● Records to process:
- - -

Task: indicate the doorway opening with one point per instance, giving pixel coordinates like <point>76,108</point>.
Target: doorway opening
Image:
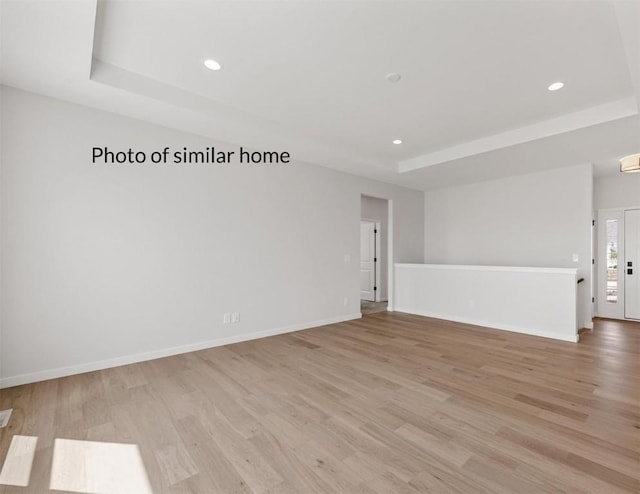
<point>374,255</point>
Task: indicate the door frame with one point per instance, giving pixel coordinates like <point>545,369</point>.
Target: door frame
<point>390,254</point>
<point>376,263</point>
<point>601,270</point>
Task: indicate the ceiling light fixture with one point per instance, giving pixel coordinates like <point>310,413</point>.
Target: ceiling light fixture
<point>211,64</point>
<point>393,77</point>
<point>630,163</point>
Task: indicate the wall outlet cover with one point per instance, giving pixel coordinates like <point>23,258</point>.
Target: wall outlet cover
<point>4,417</point>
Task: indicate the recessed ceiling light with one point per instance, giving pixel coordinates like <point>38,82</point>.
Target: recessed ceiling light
<point>211,64</point>
<point>630,163</point>
<point>393,77</point>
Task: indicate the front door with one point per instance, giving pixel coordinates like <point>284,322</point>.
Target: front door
<point>631,267</point>
<point>610,295</point>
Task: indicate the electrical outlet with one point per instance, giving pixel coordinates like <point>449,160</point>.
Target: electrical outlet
<point>4,417</point>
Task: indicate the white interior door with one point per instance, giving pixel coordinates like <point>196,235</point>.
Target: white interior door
<point>367,260</point>
<point>610,295</point>
<point>632,264</point>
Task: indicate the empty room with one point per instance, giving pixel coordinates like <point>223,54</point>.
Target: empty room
<point>320,246</point>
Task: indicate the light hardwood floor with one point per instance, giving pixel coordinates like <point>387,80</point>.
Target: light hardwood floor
<point>390,403</point>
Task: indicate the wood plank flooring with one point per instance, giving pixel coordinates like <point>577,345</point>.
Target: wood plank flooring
<point>391,403</point>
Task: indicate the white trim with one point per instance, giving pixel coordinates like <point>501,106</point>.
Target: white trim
<point>44,375</point>
<point>568,122</point>
<point>513,329</point>
<point>517,269</point>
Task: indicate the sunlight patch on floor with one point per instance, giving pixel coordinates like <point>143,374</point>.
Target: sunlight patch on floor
<point>90,467</point>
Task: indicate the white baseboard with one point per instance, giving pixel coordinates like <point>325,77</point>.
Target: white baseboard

- - -

● Work item: All that is needed is the exact run of lines above from the line containing "Task: indicate the light" through the line containing "Task: indicate the sunlight", both of them included.

● Written solution:
Task: indicate the light hardwood floor with one point per instance, giving pixel coordinates like <point>387,80</point>.
Target: light hardwood floor
<point>390,403</point>
Task: indicate the wood plank flooring with one point per instance, giving pixel coordinates like <point>577,345</point>.
Target: wood plank flooring
<point>391,403</point>
Task: indicate the white trim with one point per instance, giving pixel coordinates like <point>501,106</point>.
Target: white trim
<point>44,375</point>
<point>568,122</point>
<point>513,329</point>
<point>517,269</point>
Task: indicate the sunlight patch on floor with one point per instance, giving pixel coordinates like <point>143,374</point>.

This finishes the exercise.